** What to do **
Locate the line that contains "Point out every instance of the gravel". Print it and every subsequent line through the final line of the records, exactly and only those.

** Data for this exercise **

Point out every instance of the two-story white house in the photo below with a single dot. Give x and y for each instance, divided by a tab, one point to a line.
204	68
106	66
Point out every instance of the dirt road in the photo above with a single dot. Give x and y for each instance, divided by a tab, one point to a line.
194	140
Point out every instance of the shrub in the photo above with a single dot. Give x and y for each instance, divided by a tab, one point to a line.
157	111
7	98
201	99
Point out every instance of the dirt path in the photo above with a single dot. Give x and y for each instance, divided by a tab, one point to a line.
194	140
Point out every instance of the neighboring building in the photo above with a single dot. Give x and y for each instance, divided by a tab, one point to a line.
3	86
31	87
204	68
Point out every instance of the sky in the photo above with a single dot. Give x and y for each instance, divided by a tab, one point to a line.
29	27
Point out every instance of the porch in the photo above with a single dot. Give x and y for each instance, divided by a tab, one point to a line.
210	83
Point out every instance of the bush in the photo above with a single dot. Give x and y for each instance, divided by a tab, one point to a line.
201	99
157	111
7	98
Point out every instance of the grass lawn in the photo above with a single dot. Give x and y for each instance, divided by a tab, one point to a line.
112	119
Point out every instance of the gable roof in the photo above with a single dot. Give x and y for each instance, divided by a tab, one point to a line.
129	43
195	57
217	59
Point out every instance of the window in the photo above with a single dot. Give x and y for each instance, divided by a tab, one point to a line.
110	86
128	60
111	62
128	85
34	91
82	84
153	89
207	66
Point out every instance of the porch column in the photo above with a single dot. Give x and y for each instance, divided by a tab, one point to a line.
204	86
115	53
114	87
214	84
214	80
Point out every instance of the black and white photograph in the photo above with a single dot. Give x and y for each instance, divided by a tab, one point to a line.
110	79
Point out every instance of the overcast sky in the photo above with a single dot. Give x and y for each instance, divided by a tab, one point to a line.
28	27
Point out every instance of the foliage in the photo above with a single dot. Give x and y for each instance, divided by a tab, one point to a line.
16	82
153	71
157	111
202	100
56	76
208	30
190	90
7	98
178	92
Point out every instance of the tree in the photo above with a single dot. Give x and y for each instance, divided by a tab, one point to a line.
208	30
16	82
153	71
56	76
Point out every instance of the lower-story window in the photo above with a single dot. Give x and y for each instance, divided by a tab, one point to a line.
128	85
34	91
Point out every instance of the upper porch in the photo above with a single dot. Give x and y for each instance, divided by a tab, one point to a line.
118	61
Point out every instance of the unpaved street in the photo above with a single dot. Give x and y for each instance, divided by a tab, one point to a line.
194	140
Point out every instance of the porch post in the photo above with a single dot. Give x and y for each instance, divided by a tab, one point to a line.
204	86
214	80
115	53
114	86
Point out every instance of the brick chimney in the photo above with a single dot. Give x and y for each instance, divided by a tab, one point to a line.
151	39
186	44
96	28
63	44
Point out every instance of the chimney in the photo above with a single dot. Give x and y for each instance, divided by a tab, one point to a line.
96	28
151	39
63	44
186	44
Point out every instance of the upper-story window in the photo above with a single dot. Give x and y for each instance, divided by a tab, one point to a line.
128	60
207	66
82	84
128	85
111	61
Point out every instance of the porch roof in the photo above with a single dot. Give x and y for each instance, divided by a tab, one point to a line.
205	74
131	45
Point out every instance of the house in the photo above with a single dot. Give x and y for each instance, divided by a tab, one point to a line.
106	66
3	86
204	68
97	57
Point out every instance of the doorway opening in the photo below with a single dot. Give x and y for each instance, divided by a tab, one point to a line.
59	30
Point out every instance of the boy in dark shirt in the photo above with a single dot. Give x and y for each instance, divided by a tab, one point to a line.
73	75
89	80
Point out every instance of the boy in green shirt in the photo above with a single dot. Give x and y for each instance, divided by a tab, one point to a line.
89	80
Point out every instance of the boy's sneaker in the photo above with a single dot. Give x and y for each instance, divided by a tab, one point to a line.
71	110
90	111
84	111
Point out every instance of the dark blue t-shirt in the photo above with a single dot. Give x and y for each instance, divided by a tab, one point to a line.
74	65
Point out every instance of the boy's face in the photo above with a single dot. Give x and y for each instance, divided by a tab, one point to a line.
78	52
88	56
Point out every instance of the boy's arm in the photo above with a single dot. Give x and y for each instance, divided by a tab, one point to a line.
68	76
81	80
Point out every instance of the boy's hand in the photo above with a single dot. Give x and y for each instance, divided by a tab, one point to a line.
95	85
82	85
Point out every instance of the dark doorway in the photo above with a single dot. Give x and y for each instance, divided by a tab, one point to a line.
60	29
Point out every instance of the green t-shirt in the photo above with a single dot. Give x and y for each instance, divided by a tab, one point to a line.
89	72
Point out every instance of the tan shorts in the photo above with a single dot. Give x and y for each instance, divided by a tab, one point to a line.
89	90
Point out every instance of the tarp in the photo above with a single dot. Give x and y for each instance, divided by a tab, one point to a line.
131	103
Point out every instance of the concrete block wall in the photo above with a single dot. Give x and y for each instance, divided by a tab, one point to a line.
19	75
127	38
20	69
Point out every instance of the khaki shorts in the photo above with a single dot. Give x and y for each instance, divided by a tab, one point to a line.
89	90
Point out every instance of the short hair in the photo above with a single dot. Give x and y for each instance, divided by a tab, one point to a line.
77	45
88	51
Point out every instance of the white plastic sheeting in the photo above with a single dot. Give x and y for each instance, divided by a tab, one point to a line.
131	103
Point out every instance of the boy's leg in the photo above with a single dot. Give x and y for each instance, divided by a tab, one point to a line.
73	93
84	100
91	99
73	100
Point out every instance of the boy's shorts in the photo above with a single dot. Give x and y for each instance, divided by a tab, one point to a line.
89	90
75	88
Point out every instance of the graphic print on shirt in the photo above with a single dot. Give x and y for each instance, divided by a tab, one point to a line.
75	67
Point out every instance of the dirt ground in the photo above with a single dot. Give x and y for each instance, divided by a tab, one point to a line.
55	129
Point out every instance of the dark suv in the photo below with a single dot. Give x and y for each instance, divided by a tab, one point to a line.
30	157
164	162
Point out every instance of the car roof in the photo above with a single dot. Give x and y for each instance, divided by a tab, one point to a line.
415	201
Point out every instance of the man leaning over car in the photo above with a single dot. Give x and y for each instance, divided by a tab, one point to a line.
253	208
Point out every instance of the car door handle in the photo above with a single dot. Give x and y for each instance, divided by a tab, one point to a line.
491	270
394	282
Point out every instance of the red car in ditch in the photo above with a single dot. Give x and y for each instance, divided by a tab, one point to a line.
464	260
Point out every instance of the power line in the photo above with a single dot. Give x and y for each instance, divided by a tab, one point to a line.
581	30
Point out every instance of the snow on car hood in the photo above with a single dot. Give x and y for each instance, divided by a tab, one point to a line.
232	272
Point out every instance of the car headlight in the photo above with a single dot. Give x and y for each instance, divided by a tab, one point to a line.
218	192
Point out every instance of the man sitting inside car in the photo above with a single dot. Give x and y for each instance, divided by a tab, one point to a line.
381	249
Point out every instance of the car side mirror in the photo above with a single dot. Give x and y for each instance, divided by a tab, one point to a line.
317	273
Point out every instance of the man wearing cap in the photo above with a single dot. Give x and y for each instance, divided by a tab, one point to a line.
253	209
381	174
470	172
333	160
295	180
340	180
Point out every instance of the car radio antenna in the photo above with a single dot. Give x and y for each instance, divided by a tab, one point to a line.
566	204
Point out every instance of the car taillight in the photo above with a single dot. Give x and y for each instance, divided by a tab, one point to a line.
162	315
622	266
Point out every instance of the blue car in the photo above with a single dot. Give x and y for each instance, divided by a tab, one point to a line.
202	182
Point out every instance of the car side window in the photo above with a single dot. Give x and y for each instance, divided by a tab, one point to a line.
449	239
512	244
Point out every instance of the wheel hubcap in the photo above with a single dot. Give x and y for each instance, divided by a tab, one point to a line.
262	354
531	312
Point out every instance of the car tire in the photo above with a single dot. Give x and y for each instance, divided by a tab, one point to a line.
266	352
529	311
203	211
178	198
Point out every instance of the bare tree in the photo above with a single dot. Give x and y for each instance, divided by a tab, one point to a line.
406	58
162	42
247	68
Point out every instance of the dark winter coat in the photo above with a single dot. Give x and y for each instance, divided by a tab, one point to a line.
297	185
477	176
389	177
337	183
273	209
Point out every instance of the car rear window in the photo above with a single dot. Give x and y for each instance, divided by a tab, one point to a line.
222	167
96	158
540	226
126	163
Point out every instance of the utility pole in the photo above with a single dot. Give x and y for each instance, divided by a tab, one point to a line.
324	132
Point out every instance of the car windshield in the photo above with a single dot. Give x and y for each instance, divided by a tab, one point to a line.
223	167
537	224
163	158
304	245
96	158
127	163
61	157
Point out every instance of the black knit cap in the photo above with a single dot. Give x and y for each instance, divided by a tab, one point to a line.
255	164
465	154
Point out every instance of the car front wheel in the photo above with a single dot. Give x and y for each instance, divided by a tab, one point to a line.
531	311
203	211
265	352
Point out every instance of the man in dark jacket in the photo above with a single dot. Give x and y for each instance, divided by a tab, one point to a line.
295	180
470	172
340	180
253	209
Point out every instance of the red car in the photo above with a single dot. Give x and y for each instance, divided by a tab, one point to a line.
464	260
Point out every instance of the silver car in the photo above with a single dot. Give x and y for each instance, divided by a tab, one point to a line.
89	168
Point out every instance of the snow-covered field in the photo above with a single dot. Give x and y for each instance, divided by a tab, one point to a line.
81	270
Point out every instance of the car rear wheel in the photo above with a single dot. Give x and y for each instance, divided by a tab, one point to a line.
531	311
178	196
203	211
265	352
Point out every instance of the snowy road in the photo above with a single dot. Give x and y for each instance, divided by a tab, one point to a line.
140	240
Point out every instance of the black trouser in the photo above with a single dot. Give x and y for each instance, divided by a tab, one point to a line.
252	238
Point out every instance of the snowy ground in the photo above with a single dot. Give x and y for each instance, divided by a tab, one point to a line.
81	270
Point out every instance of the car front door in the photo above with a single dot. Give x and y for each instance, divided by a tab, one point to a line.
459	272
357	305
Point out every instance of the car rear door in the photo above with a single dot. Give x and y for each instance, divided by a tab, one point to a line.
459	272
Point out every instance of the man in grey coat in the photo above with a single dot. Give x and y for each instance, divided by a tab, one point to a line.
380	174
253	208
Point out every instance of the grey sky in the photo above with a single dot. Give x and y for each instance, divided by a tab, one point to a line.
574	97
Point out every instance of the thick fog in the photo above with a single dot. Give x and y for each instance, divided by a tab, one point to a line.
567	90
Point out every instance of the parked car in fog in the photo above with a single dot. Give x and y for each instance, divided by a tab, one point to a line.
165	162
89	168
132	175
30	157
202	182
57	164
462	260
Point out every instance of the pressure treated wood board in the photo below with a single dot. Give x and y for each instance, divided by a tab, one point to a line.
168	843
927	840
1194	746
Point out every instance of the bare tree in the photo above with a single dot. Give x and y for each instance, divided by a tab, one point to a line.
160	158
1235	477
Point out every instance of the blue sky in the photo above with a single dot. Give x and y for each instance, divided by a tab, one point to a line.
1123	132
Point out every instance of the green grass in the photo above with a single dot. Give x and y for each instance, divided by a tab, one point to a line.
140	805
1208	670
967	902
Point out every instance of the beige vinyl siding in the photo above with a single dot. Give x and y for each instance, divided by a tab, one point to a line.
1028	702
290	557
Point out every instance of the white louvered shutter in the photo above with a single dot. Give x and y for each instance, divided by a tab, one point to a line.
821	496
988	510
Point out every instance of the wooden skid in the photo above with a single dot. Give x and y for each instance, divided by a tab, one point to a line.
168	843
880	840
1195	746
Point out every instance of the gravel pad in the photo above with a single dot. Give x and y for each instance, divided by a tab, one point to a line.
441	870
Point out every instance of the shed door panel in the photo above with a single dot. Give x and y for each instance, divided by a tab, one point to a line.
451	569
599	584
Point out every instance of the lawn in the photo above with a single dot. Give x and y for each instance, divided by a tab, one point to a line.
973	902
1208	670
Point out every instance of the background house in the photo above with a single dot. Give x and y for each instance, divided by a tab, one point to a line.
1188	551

** The completed task **
Point out every instance of the gravel pad in the photo above with a single dot. Give x and y for each instance, divided by a tab, one point to a line.
441	870
Point out every instance of the shed door panel in the photo above with a single dot. Give x and y for each instance, divided by a tab, one point to a line.
451	569
599	584
Point out every instance of the lawn in the photo above with a single dot. Give x and y for each instance, divided by a tab, one point to a line.
973	902
1208	670
Point out every instance of the background house in the photo above with a single dot. Give x and y for each instance, divided by a tab, one point to a line.
1188	551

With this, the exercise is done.